PROVIDED MATERIAL below:

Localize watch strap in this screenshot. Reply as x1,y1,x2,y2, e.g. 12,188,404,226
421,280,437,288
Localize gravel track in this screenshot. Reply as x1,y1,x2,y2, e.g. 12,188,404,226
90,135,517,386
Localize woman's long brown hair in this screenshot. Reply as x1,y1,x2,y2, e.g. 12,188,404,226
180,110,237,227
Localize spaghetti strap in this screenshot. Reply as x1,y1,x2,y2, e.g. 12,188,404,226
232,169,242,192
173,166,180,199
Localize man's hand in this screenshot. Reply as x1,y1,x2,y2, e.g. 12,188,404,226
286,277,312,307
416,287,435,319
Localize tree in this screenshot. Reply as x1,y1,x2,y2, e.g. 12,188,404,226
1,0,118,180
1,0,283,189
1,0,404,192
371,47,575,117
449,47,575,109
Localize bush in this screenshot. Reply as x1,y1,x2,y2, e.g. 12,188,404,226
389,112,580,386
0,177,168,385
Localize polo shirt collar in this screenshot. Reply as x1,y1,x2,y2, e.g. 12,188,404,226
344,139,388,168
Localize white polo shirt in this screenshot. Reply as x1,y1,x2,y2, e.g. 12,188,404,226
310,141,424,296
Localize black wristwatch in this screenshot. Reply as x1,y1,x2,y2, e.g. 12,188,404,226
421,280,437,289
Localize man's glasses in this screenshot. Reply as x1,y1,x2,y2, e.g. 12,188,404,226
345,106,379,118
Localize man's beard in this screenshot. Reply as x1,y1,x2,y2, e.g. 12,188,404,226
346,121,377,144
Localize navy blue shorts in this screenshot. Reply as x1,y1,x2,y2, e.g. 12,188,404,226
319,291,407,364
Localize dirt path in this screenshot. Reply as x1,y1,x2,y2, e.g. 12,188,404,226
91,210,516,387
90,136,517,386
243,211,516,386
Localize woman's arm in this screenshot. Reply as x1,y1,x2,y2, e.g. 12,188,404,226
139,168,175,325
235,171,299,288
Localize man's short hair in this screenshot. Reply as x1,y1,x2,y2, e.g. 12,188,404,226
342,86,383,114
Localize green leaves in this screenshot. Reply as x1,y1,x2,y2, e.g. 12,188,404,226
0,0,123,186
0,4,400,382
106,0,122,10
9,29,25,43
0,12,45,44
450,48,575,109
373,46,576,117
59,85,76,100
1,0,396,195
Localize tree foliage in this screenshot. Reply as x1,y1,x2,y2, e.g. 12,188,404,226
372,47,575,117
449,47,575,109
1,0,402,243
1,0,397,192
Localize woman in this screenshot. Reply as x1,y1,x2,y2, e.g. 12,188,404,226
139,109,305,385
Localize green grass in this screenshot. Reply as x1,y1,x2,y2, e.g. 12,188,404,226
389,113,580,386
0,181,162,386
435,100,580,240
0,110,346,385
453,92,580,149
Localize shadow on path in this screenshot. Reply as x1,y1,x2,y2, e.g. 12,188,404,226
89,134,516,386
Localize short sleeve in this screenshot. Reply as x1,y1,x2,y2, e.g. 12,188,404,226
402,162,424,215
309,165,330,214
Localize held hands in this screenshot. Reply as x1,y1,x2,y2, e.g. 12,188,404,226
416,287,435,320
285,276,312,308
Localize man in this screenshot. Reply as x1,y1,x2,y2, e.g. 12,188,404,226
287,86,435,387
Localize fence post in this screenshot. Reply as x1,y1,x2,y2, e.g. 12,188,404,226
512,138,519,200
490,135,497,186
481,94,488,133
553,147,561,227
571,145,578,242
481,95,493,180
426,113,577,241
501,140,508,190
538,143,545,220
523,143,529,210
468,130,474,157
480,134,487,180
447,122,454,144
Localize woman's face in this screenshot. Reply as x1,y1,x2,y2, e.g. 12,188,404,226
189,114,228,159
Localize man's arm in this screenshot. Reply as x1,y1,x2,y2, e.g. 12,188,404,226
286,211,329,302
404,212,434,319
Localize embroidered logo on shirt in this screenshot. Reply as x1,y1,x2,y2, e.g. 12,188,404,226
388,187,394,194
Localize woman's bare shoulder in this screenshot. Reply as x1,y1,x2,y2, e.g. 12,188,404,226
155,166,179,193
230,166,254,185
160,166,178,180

End of PROVIDED MATERIAL.

• _PROMPT_: Extract the data in full. Keep it word for word.

• _FINISHED TASK_:
Localize watch strap in this screenshot. Reply as x1,y1,x2,y2, e.g. 12,188,404,226
421,280,437,288
Localize gravel track in this screenshot. Reply as x1,y1,x2,y2, e.g. 12,188,404,226
90,135,517,386
Localize woman's long brown hair in this screenshot. Reply as x1,y1,x2,y2, e.g. 12,188,404,226
180,110,237,227
Localize spaghetti strap in this screenshot. Reply as x1,y1,x2,y2, e.g. 12,188,404,226
232,169,242,192
173,166,180,199
Localize man's hand in this screenshot. Reply as x1,y1,x2,y2, e.g. 12,188,404,226
286,277,312,307
416,287,435,319
Localize tree in this screenshot. Reply as x1,y1,x2,y2, e.g. 12,188,404,226
1,0,118,180
1,0,283,189
1,0,404,192
371,47,575,117
449,47,575,109
Localize bush in this screenshot. Reply as x1,y1,x2,y2, e.g. 12,188,404,226
389,112,580,386
0,177,168,385
Localize polo shirt collar in this screenshot. Reply as x1,y1,x2,y2, e.g. 12,188,404,226
344,139,388,168
Localize white polo shirt in this screenshot. Reply as x1,y1,x2,y2, e.g. 12,188,404,226
310,141,424,296
Localize black wristwatch in this screenshot. Reply as x1,y1,x2,y2, e.g. 12,188,404,226
421,280,437,289
Localize man's glasses in this screenshot. Reply as x1,y1,x2,y2, e.g. 12,188,404,226
345,106,379,118
Localize man's beard in this screenshot. Reply as x1,y1,x2,y2, e.g. 12,188,404,226
346,121,377,144
Localize navy blue shorts in this screenshot. Reply as x1,y1,x2,y2, e.g. 12,188,404,226
319,291,407,364
Localize dirt path in this screenshot. Reply as x1,y1,x2,y2, e.g. 12,188,404,226
91,210,516,387
90,136,517,386
243,211,516,386
Localize woman's arm in this screenshot. Reply as x1,y1,x2,y2, e.g. 12,188,404,226
139,168,175,325
235,171,299,288
Localize man's short hair in this screenshot. Reply as x1,y1,x2,y2, e.g. 12,188,404,226
342,86,383,114
Localize green leaves in this screenshot. Reply as x1,y1,x2,y2, e.g. 12,188,404,226
0,0,123,186
0,4,400,382
106,0,122,10
9,29,25,43
0,12,45,44
450,48,575,109
373,46,576,117
59,85,76,100
1,0,396,195
Localize tree foliage in this screenshot. Reply as x1,y1,x2,y2, e.g. 12,188,404,226
372,47,575,117
449,47,575,109
1,0,402,243
1,0,397,192
Localize woman in this screenshot. Reply as x1,y1,x2,y2, e.g. 12,188,404,226
139,109,305,385
Localize green grass in this screenshot. Reply as x1,y1,x2,y2, e.g. 12,188,404,226
389,113,580,386
0,181,162,386
435,100,580,240
0,110,346,385
453,92,580,149
Localize shadow on path in this screenshot. Reply as x1,y1,x2,y2, e.g. 12,188,404,226
89,134,516,386
Localize short sleeve in this screenshot. Reply as x1,y1,x2,y2, e.g. 12,188,404,226
402,162,424,215
309,165,330,214
Localize held hands in this screenshot. Reply as x1,y1,x2,y2, e.g. 12,188,404,226
416,287,435,320
285,276,312,308
Localize man in this screenshot. Reply as x1,y1,x2,y2, e.g. 12,188,404,226
287,86,435,387
Localize fence post in this screenshot. Reply as x1,y1,x2,y2, e.g. 12,188,404,226
512,138,519,200
490,135,497,186
481,94,488,133
553,147,561,227
571,145,578,242
481,95,493,180
426,113,577,241
501,140,508,190
538,143,545,220
523,143,529,210
468,130,474,157
480,134,487,180
447,122,454,144
Localize woman's face in this screenshot. Reply as x1,y1,x2,y2, e.g. 12,188,404,226
189,114,228,159
Localize man's arm in this screenshot. Reply as x1,y1,x2,y2, e.g. 12,188,404,226
286,211,329,302
404,212,434,319
Localize embroidered logo on shirt in this screenshot. Reply as x1,y1,x2,y2, e.g. 12,188,404,226
388,187,394,194
Localize woman's bare shoulder in this screenshot. Reply as x1,y1,x2,y2, e.g. 12,188,404,226
155,166,179,193
230,166,254,185
160,166,178,180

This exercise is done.